#### Brontekst:
+ + + +

Resultaten onderzoek
Door ecologisch adviesbureau EcoGroen is een quickscan (Bijlage 4 Ecologie) basis van een veldbezoek op 15 augustus 2007 en een inventarisatie van bekende verspreidingsgegevens. De consequenties van de beoogde ruimtelijke ingrepen wijzigingsgebied Herenweg 88 op de aanwezige natuurwaarden zijn getoetst aan de Flora- en faunawet (FFW) en vigerend gebiedsgericht natuurbeleid. Voor de uitgebreide documentatie wordt verwezen naar Bijlage 4 Ecologie. Aanvankelijk was het de bedoeling de beoogde uitbreiding aan de westzijde van de kern in onderhavig plan op te nemen. Om die reden bevat de quickscan ook onderzoeksgegevens over die locatie.
Aangetroffen en te verwachten soorten
Uit de natuurtoets komen de volgende zaken naar voren:
Ontheffing, vrijstelling en mitigerende maatregelen
Wijzigingsgebied Herenweg 88
Algemeen
Gebiedsbescherming
Het dichtstbijzijnde beschermde gebied ligt op ongeveer 5 kilometer afstand (IJsselmeergebied), met Oosterzee - Buren en Lemmer als tussenliggende woongebieden. Ten oosten van Delfstrahuizen ligt het richtlijngebied "Rottige Meenthe en Brandemeer". Het plangebied heeft eveneens geen beschermde status als natuurreservaat of natuurgebied in het kader van de Ecologische Hoofdstructuur. Het plangebied grenst wel aan een belangrijke Ecologische Verbindingszone: de Tsjûkemar.
Op basis van de ligging en aard van de ruimtelijke ingrepen is in voornoemd rapport van Ecogroen (Bijlage 4 Ecologie) geconcludeerd dat de ingrepen geen negatieve effecten hebben op de in de omgeving aanwezige habitatrichtlijngebieden, vogelrichtlijngebieden, Beschermde natuurmonumenten, PEHS of belangrijke natuurwaarden buiten de PEHS.

+ + + +

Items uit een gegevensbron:

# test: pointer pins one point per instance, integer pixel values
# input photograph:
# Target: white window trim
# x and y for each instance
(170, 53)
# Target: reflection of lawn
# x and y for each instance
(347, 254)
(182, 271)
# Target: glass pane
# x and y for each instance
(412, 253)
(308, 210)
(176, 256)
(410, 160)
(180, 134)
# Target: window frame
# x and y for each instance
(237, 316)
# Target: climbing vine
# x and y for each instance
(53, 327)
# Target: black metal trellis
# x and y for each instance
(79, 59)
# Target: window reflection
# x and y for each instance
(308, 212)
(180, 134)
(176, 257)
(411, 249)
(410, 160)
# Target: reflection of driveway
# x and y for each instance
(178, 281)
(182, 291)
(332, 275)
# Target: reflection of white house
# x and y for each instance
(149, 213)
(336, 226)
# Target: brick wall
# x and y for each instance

+ + + +

#### Uit te voeren opdrachten:
- A) Vertaal deze zin uit de tekst over het ecologisch onderzoek naar het Engels: "Het plangebied grenst wel aan een belangrijke Ecologische Verbindingszone: de Tsjûkemar."
- B) Zet de tekst over het ecologisch onderzoek bij Herenweg 88 voort na de laatste zin.

#### Antwoorden:
- A) The plan area does, however, border an important Ecological Connection Zone: the Tsjûkemar.

- B)
Aanvullend onderzoek jachthaven
In het bestemmingsplan "Oosterzee Sluispad 2005" is uitvoerig ingegaan op de ecologische gevolgen van de inmiddels gerealiseerde jachthaven in de Tjûkemar. In aanvulling op de rapportage die is uitgevoerd in het kader van dat bestemmingsplan is door ecologisch onderzoeksbureau Altenburg & Wijmenga een onderzoek uitgevoerd naar de effecten van uitbreiding van de jachthaven. De resultaten worden hieronder samengevat weergegeven. Bij het lezen van de tekst dient bedacht te worden dat de jachthaven inmiddels is gerealiseerd.
"De effecten van de voorgenomen aanleg van een strekdam en circa 20 extra ligplaatsen zijn gering en leveren daarom naar verwachting weinig problemen op voor de beschermde natuurwaarden in het gebied. De mitigatie van de plannen kan zich het beste richten op de voorgenomen (natuurvriendelijke) oeververbetering, zodat de oost-west-migratie van oevergebonden soorten bevorderd wordt.
Aangezien de wezenlijke waarden van het EHS-gebied niet worden aangetast door deze kleinschalige ingreep is er vanuit het oogpunt van de EHS geen bezwaar tegen de voorgenomen uitbreiding. Het is wel van belang om er in de toekomst voor te waken dat de strekdam alleen aangelegd wordt voor het huidige doel, de bescherming van de huidige haven en dat het niet een initiatiepunt wordt voor nieuwe infrastructurele activiteiten in en rondom de haven.
De uitbreiding van de haven met de strekdam en de ligplaatsen stuit niet op bezwaren in het kader van de ecologische wet- en regelgeving.
Er is geen sprake van nadelige effecten voor de zwaar beschermde soorten vleermuizen, de Waterspitsmuis en de Ringslang. De strekdam is voordelig voor de middelzwaar beschermde Rivierdonderpad vanwege de uitbreiding van diens leefgebied (stortstenen van de strekdam).
Voor het verzachten van effecten wordt een aantal mitigerende maatregelen voorgesteld.
In het kader van de openheid van de Tsjûkemar dient de ontwikkeling van bomen en struiken te worden tegengegaan door periodiek beheer (uittrekken jonge scheuten) of door maatregelen tijdens de aanleg."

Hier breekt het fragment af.